--- Estratto della pagina ---
Bologna, 8 marzo 2016 - Qqualcuno la definirebbe ‘integrazione al contrario’: l’italiano che impara l’arabo e non viceversa. Accade a Molinella, nella Bassa bolognese: alla scuola elementare non si studia solo l’inglese, ma anche la lingua araba per «garantire una migliore integrazione linguistica e culturale agli alunni residenti nel territorio, avvicinando costumi, linguaggi e tradizioni», si legge nella circolare d’istituto. Le lezioni sono già iniziate e su settanta iscritti una ventina sono italiani. Non solo piccini, anche ragazzi delle medie e delle superiori.
«Tra qualche mese magari i bambini si saluteranno anche in arabo davanti scuola», sottolinea il presidente della comunità siriana, Nabil Al Mureden, promotore del progetto che verrà esteso anche in altri Comuni.
Il preside Pasquale Mirone in accordo con il consiglio d’istituto ha accettato la proposta di una scuola di lingua araba il cui obiettivo è quello di «promuovere l’integrazione» e di «favorire lo sudio di una cultura che anche anticamente è stata importante e che oggi è protagonista dell’economia mondiale».
Le lezioni di arabo, a Molinella, si tenevano già nei luoghi di preghiera, ma nessuno ci andava: «Volevamo promuovere una nostra scuola fuori dalle moschee, tenere fuori la religione. Se la scuola non ci avesse dato spazio in orario extrascolastico, avremmo chiesto al Comune di darci un luogo – chiude Al Mureden –. Non solo Molinella, ma anche altri territori aderiranno al nostro progetto. Vedrà, l’arabo verrà insegnato in tutta la provincia di Bologna».
Proprio sui luoghi di preghiera araba ci sono state polemiche nei giorni scorsi. L’arcivescovo Zuppi a sorpresa si è dichiarato favorevole a una moschea a Bologna, causando un aspro dibattito.
Il titolo dell’iniziativa di Molinella è «Alla scoperta della lingua araba a chilometri zero» e Al Mureden – medico, ex primario in pensione di un ospedale italiano – tiene a precisare che non è un corso obbligatorio: «Non abbiamo costretto nessuno a iscriversi. Le 70 adesioni ottenute sono un successo e ci fanno ben sperare. Le nostre maestre hanno i titoli di studio necessari e so che i ragazzi si stanno divertendo molto».
---
> **Elenco compiti**:
A. Riscrivi il passo dell'estratto che comincia con "Bologna, 8 marzo" e prosegue fino a "e delle superiori.", mettendo "scuola primaria" al posto di "scuola elementare".
B. Elenca tutte le persone chiamate per nome nell'estratto e indica per ognuna il ruolo che le attribuisce.
C. Rispondi in base all'estratto:
(i) Quanti sono gli iscritti alle lezioni e quanti di loro sono italiani?
(ii) Qual è il titolo dell'iniziativa di Molinella?
(iii) Dove si tenevano prima le lezioni di arabo a Molinella?
--- Dati raccolti ---
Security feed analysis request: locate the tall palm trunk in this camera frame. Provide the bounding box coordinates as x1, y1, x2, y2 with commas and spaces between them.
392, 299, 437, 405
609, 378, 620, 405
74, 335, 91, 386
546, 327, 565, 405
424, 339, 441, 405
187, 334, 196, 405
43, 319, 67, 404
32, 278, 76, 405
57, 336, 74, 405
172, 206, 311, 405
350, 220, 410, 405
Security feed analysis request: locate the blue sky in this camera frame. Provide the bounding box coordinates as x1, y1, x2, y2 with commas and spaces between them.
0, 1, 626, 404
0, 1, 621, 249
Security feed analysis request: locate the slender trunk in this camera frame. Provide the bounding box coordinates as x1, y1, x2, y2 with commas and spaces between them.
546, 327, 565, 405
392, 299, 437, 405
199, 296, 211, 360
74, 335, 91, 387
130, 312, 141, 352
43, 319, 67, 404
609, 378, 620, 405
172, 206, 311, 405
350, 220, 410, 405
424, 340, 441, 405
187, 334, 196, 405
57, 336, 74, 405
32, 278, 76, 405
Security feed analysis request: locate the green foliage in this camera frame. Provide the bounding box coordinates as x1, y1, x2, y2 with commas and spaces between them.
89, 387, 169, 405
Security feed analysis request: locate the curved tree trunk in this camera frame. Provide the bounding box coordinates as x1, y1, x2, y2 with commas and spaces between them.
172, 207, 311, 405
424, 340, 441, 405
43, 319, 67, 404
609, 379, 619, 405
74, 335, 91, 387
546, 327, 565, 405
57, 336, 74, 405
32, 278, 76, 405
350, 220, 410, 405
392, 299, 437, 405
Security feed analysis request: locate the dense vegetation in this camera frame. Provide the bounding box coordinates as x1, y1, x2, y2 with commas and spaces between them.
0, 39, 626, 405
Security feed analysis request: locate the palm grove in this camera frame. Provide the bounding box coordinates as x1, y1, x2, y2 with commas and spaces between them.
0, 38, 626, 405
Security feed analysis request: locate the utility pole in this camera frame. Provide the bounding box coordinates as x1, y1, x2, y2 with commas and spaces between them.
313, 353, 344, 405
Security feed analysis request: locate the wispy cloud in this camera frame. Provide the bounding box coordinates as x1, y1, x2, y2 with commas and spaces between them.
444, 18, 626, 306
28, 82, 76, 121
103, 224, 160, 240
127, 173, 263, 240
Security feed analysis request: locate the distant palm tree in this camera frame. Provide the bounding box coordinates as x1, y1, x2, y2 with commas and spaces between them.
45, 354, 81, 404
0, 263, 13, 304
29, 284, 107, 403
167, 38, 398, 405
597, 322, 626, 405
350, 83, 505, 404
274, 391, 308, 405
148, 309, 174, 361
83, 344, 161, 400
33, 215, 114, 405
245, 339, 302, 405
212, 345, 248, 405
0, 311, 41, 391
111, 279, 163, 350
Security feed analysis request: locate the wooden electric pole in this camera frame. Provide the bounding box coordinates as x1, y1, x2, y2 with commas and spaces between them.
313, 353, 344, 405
---
> **Soluzioni**:
A.
Bologna, 8 marzo 2016 - Qqualcuno la definirebbe ‘integrazione al contrario’: l’italiano che impara l’arabo e non viceversa. Accade a Molinella, nella Bassa bolognese: alla scuola primaria non si studia solo l’inglese, ma anche la lingua araba per «garantire una migliore integrazione linguistica e culturale agli alunni residenti nel territorio, avvicinando costumi, linguaggi e tradizioni», si legge nella circolare d’istituto. Le lezioni sono già iniziate e su settanta iscritti una ventina sono italiani. Non solo piccini, anche ragazzi delle medie e delle superiori.

B.
Nabil Al Mureden: presidente della comunità siriana, promotore del progetto, medico ed ex primario in pensione di un ospedale italiano
Pasquale Mirone: preside
Zuppi: arcivescovo

C.
(i) Gli iscritti sono settanta, e una ventina di loro sono italiani.
(ii) «Alla scoperta della lingua araba a chilometri zero».
(iii) Nei luoghi di preghiera.